> **WRITTEN INSTRUCTION**:
Carry over the rows below between the line holding "Your annotation target is submerged" and the end of the rows, inclusive, keeping the requests. Add 78 to every bounding-box coordinate in the answers, leaving the numbers in the requests and their format samples unchanged.

(Dataset rows)
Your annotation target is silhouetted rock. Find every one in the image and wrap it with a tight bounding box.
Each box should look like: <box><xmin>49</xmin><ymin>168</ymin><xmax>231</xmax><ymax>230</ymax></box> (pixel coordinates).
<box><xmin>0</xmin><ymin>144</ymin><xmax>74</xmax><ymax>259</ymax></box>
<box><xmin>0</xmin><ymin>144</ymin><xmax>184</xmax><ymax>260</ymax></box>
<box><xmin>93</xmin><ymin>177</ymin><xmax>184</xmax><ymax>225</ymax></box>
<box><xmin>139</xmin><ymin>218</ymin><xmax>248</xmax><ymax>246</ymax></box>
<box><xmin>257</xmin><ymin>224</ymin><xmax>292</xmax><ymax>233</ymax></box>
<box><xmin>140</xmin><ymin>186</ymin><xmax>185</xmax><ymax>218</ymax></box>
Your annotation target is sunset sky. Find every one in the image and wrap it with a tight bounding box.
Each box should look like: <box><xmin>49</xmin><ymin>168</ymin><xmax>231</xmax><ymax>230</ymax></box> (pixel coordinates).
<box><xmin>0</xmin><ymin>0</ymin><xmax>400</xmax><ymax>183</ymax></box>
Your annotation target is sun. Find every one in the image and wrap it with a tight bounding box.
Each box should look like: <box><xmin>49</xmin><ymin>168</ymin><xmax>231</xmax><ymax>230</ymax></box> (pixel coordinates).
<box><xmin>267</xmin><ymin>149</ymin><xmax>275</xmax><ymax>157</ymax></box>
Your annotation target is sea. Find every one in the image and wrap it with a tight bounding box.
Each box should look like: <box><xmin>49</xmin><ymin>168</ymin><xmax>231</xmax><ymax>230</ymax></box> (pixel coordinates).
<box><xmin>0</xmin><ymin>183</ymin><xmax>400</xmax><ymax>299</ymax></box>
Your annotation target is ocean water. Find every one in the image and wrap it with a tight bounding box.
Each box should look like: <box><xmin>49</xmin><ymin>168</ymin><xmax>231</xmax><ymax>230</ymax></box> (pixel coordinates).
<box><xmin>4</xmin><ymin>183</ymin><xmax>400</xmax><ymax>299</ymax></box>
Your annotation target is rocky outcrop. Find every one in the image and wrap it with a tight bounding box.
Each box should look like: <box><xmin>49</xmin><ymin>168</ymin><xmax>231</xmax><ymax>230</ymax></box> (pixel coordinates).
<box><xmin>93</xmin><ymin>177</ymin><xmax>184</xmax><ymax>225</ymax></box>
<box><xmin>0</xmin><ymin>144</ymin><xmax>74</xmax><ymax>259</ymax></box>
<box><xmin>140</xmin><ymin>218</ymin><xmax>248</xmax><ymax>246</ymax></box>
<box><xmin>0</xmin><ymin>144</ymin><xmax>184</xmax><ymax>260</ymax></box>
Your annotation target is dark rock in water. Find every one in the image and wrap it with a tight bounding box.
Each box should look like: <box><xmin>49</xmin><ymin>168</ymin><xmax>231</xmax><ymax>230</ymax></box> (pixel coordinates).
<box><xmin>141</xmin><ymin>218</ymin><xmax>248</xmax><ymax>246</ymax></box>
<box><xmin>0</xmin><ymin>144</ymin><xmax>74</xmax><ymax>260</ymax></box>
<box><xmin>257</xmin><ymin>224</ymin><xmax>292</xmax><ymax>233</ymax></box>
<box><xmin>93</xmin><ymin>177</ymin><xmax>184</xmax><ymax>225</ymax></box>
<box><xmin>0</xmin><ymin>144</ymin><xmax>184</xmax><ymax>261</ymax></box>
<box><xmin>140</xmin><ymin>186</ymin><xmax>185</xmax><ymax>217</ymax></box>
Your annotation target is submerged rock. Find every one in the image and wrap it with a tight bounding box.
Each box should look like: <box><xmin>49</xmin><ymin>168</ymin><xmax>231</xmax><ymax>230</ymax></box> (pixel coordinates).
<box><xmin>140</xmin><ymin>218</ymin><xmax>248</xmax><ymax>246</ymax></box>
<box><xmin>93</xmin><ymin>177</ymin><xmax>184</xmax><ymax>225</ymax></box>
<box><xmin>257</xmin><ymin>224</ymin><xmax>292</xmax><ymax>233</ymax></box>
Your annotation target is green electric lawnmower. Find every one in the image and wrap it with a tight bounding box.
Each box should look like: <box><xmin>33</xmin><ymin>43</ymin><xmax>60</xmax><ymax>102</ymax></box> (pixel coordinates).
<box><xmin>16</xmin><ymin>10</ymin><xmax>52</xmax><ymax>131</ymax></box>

> **OUTPUT OF THE TASK**:
Your annotation target is submerged rock. Find every one in the image and wrap it with a tight bounding box.
Each box should look like: <box><xmin>49</xmin><ymin>168</ymin><xmax>231</xmax><ymax>230</ymax></box> (pixel coordinates).
<box><xmin>218</xmin><ymin>296</ymin><xmax>326</xmax><ymax>324</ymax></box>
<box><xmin>171</xmin><ymin>255</ymin><xmax>262</xmax><ymax>303</ymax></box>
<box><xmin>335</xmin><ymin>302</ymin><xmax>370</xmax><ymax>311</ymax></box>
Your annotation target is green electric lawnmower. Find every one in the image and wrap it with a tight bounding box.
Each box should look like: <box><xmin>33</xmin><ymin>43</ymin><xmax>60</xmax><ymax>102</ymax></box> (pixel coordinates).
<box><xmin>94</xmin><ymin>88</ymin><xmax>130</xmax><ymax>209</ymax></box>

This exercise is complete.